§ INSTRUKSI DAN KETENTUAN: Sebutkan semua sumber pendapat yang dirujuk dalam teks tentang keterampilan abad 21, lengkap dengan tahun yang menyertainya.

§ TEKS YANG DIBERIKAN:
Oleh Hamidulloh Ibda
Indonesia termasuk negara yang sedikit “telat” dalam merespon perubahan zaman, termasuk di dalam pendidikan. Berbagai konsep, teknik, metode, perkembangan teknologi dan sains merajalela dikembangkan di luar negeri. Namun Indonesia baru melakukan respon dan gerakan ketika dimulai ada kebijakan dari pemerintah, gerakan dari ormas, atau dari NGO. Padahal, satuan pendidikan, akademisi maupun guru bisa melakukannya sendiri.
Bagi saya tidak ada masalah, karena “perubahan” yang dimaksud bisa jadi cara berpikir kita kiblatnya dari barat. Namun realitasnya, kita “diam-diam” mengikutinya, menerapakannya, dan berkompromi dengan perubahan tersebut, termasuk konsep keterampilan abad 21 dan Computational Thinking. Hal ini mau tidak mau harus direspon, dikaji, diterapkan, dan dimaksimalkan ke dalam pendidikan, khususnya di jenjang SD/MI sesuai fokus kepakaran saya.
- Iklan -
Keterampilan Abad 21
Secara konseptual, dari beberapa pendapat yang saya kumpulkan, mulai dari World Economic Forum (2015), Syarifuddin (2019), Indriani dkk (2020), Kemdikbudristek (2022), berkembang istilah 4C, 6C, sampai 9C. Namun saya merangkum dari kajian tersebut, bahwa keterampilan abad 21 merupakan seperangkat keterampilan yang penting untuk berhasil dan beradaptasi di era digital dan globalisasi saat ini. Terdapat beberapa contoh keterampilan kunci yang menjadi fokus di abad 21. Pertama, literasi digital. Kemampuan untuk menggunakan teknologi digital dengan efektif, termasuk kemampuan mencari, mengevaluasi, dan menggunakan informasi secara online. Termasuk juga kemampuan berkomunikasi melalui media digital dan pemahaman tentang keamanan siber.

§ DATA YANG DIBERIKAN:
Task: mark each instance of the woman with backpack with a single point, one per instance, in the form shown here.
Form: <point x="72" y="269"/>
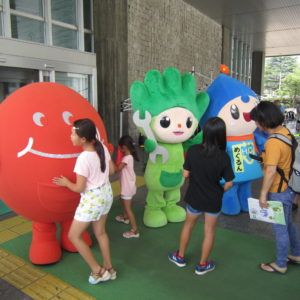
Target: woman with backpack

§ HASIL TUGAS: World Economic Forum (2015), Syarifuddin (2019), Indriani dkk (2020), Kemdikbudristek (2022)